**GIVEN PASSAGE:**
The food: shut it! Scottish cuisine is what it is: delicious! Contrary to 25 years ago, Scotland is full of wonderful restaurants serving exquisitely prepared food and drink. But they are often too expensive for the average travelling pipe bander. Most will subsist on cheap pub food and fried whatever from the chippy. Live a little. Ignore your diet for a week, and for God’s sake keep your lip buttoned down about your disdain for the deep-fried “Cheese-and-Burger” surprise.

Never, ever ask a Scot, “How can you live here?” It’s a small island nation, and in general things are more expensive than where you’re from. But the Scots live good, fulfilling lives and their standard of living might actually be better than yours in many ways (universal health care, majestic scenery, bike lanes . . .). And their standard of piping and drumming is positively better. No one is interested in your bragging about how gas costs half as much where you’re from or that you can buy a bunch of broccoli for a dollar back at home.

Stop with the lame Scottish accent. For some reason North Americans in particular like to put on a Scottish accent when they’re visiting Scotland. They’ll even say things like “aye,” and “ya ken,” and “pure dead brilliant.” Would non-Jewish folks go on holiday to Israel and make attempts at Yiddish? Oy vay! Enough with being such a putz. Speak normally, whatever your normal might be, and keep the Gardener Willie impression to your inside voice.

Watch what you wear. This one is tricky. Some residents of Scotland enjoy wearing shorts, shades, flowered shirts and flip-flops (standard Majorca holiday attire) when the sun’s out. But even though that might be the official state uniform of Florida, you as a visitor wearing that stuff in Glasgow will look like a goof. Stick to a more conservative ensemble, otherwise it comes across as slightly disrespectful.

Scotland rules. If you are competing in Scotland you are implicitly accepting their rules – or lack of them. You won’t always like that you don’t get scoresheets at most solo events, or that the guy judging your band at the World’s didn’t ever play at anything better than a Grade 3 standard, or that your band was disqualified because the pipe-major didn’t say “Quick March” at the command, or that the march past comprises two hours of bladder-busting boredom, or that . . . well, you get the drift. It’s their house so you accept their rules and customs.

**PROVIDED MATERIAL:**
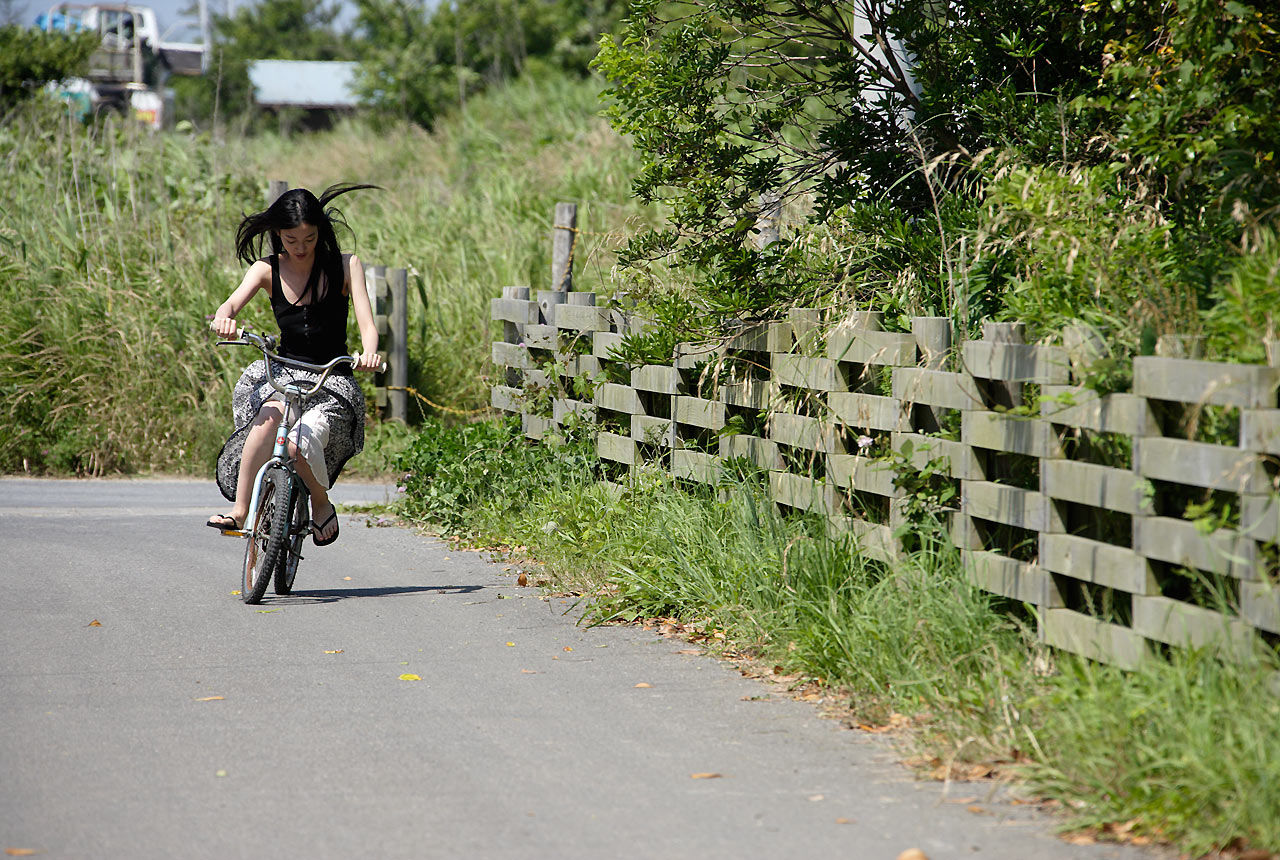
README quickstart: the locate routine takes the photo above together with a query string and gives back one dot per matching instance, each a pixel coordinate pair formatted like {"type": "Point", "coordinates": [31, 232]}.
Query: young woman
{"type": "Point", "coordinates": [311, 286]}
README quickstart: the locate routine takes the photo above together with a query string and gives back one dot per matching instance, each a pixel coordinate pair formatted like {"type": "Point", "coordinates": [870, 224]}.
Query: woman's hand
{"type": "Point", "coordinates": [370, 361]}
{"type": "Point", "coordinates": [224, 326]}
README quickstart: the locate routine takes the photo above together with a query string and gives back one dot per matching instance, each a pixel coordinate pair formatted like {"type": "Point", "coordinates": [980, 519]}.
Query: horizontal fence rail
{"type": "Point", "coordinates": [1130, 521]}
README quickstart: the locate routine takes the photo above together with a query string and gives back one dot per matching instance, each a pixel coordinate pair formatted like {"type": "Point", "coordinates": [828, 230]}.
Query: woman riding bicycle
{"type": "Point", "coordinates": [311, 284]}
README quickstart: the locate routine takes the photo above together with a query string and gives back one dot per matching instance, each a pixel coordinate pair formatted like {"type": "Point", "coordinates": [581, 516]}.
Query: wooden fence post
{"type": "Point", "coordinates": [563, 242]}
{"type": "Point", "coordinates": [397, 346]}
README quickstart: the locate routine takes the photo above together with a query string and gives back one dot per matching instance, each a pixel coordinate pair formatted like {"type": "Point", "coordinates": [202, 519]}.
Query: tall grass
{"type": "Point", "coordinates": [1182, 750]}
{"type": "Point", "coordinates": [115, 245]}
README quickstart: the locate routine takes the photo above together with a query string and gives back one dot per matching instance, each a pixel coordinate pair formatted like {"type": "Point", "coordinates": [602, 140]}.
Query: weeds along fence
{"type": "Point", "coordinates": [388, 296]}
{"type": "Point", "coordinates": [1132, 521]}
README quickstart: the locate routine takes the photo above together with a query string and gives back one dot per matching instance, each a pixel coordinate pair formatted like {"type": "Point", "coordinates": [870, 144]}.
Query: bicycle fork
{"type": "Point", "coordinates": [279, 457]}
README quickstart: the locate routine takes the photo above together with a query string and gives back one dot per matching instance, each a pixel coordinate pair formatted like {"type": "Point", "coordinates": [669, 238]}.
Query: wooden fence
{"type": "Point", "coordinates": [1130, 521]}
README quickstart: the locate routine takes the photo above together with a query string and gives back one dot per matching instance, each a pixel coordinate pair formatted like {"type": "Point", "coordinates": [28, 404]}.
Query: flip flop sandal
{"type": "Point", "coordinates": [316, 527]}
{"type": "Point", "coordinates": [228, 525]}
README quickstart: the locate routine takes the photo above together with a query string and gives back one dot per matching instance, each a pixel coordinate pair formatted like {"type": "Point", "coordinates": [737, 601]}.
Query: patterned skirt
{"type": "Point", "coordinates": [339, 401]}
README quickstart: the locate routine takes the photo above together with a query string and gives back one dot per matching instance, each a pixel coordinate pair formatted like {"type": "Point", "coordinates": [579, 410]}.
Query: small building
{"type": "Point", "coordinates": [319, 87]}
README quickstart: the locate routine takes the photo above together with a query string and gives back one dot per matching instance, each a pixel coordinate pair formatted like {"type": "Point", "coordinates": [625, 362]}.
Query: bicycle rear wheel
{"type": "Point", "coordinates": [300, 520]}
{"type": "Point", "coordinates": [270, 533]}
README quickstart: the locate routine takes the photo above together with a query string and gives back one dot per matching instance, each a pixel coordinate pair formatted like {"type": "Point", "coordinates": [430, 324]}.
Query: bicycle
{"type": "Point", "coordinates": [279, 516]}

**WHAT THE TASK REQUIRES:** From the text on visiting Scotland above the rows, write out the part from "Watch what you" to "as slightly disrespectful." word for word.

**OUTPUT BELOW:**
Watch what you wear. This one is tricky. Some residents of Scotland enjoy wearing shorts, shades, flowered shirts and flip-flops (standard Majorca holiday attire) when the sun’s out. But even though that might be the official state uniform of Florida, you as a visitor wearing that stuff in Glasgow will look like a goof. Stick to a more conservative ensemble, otherwise it comes across as slightly disrespectful.